■ TASK ■
Copy every line of the material precisely.

■ EXTRACTED ENTRIES ■
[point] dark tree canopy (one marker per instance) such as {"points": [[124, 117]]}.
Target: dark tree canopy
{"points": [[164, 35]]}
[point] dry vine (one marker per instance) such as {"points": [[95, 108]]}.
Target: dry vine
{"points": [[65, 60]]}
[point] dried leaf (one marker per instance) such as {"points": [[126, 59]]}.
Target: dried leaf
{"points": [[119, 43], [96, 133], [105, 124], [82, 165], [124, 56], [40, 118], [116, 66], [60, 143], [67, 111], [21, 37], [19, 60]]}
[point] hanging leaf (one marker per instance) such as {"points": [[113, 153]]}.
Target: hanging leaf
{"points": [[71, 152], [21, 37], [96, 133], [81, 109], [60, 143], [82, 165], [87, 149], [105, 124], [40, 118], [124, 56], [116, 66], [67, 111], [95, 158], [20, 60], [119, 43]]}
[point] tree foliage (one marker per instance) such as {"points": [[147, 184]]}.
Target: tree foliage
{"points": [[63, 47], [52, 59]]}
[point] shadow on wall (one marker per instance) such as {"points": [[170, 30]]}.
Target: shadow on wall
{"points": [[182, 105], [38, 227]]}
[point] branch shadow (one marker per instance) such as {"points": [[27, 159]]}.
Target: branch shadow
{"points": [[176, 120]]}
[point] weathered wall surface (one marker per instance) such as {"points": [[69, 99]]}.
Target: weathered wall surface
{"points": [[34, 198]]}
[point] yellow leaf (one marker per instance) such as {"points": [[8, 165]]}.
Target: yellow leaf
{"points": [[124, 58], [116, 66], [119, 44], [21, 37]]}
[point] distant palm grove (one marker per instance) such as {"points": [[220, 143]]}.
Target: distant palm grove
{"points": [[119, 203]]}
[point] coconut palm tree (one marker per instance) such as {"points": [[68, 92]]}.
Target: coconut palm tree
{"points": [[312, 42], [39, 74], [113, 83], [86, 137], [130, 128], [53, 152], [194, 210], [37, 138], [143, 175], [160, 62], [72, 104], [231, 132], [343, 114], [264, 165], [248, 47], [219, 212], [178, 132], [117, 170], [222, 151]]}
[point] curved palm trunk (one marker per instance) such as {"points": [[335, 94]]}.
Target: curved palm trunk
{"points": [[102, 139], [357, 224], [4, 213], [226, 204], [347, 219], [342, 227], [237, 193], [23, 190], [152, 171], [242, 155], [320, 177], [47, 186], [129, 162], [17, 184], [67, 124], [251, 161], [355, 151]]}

■ TASK SOLUTION ■
[point] dark tree canopy (one marker per instance) such as {"points": [[124, 117]]}.
Target: dark tree canopy
{"points": [[164, 35]]}
[point] dry vine (one marker per instance) such as {"points": [[95, 108]]}.
Target: dry vine
{"points": [[65, 60]]}
[point] dried leaf (one marker per instance) such as {"points": [[126, 59]]}.
Target: dried leaf
{"points": [[119, 43], [96, 133], [105, 124], [82, 165], [124, 56], [40, 118], [116, 66], [60, 143], [67, 111], [21, 37], [19, 60]]}
[point] hanging leaf (one marker per instance) such as {"points": [[113, 153]]}.
Target: hanging leaf
{"points": [[71, 152], [21, 37], [96, 133], [81, 109], [60, 143], [82, 165], [87, 149], [105, 124], [40, 118], [124, 56], [116, 66], [67, 111], [95, 158], [20, 60], [119, 43]]}
[point] tree foliage (one marker per instance) such as {"points": [[147, 184]]}.
Target: tree foliage
{"points": [[63, 47], [52, 59]]}
[point] shadow on wall (one marker per instance) such as {"points": [[170, 30]]}.
Target: shadow on wall
{"points": [[182, 105], [38, 227]]}
[point] branch shadow (one marker per instance) such as {"points": [[27, 159]]}.
Target: branch shadow
{"points": [[176, 120]]}
[point] weathered wall surface (one marker per instance) such as {"points": [[69, 99]]}.
Target: weathered wall surface
{"points": [[34, 198]]}
[point] yellow leaf (one marker per instance) such as {"points": [[8, 165]]}.
Target: yellow leaf
{"points": [[124, 58], [116, 66], [119, 44], [21, 37]]}
[point] distant palm grove (one marker per instance) such as {"points": [[220, 143]]}.
Target: distant palm grove
{"points": [[119, 203]]}
[point] coconut palm tree (one marker per instance) such as {"points": [[68, 92]]}.
Target: coconut palm tree
{"points": [[312, 42], [39, 74], [113, 83], [86, 137], [130, 128], [53, 152], [194, 210], [37, 138], [143, 175], [160, 62], [72, 104], [231, 132], [343, 114], [264, 165], [248, 47], [219, 212], [178, 132], [117, 170], [222, 151]]}
[point] curved palm trunk (one marker per instance) such as {"points": [[335, 94]]}.
Target: curved palm trunk
{"points": [[102, 139], [357, 224], [4, 213], [226, 204], [347, 219], [342, 227], [237, 193], [23, 190], [152, 171], [242, 155], [320, 177], [47, 186], [129, 162], [17, 184], [67, 124], [251, 161], [355, 151]]}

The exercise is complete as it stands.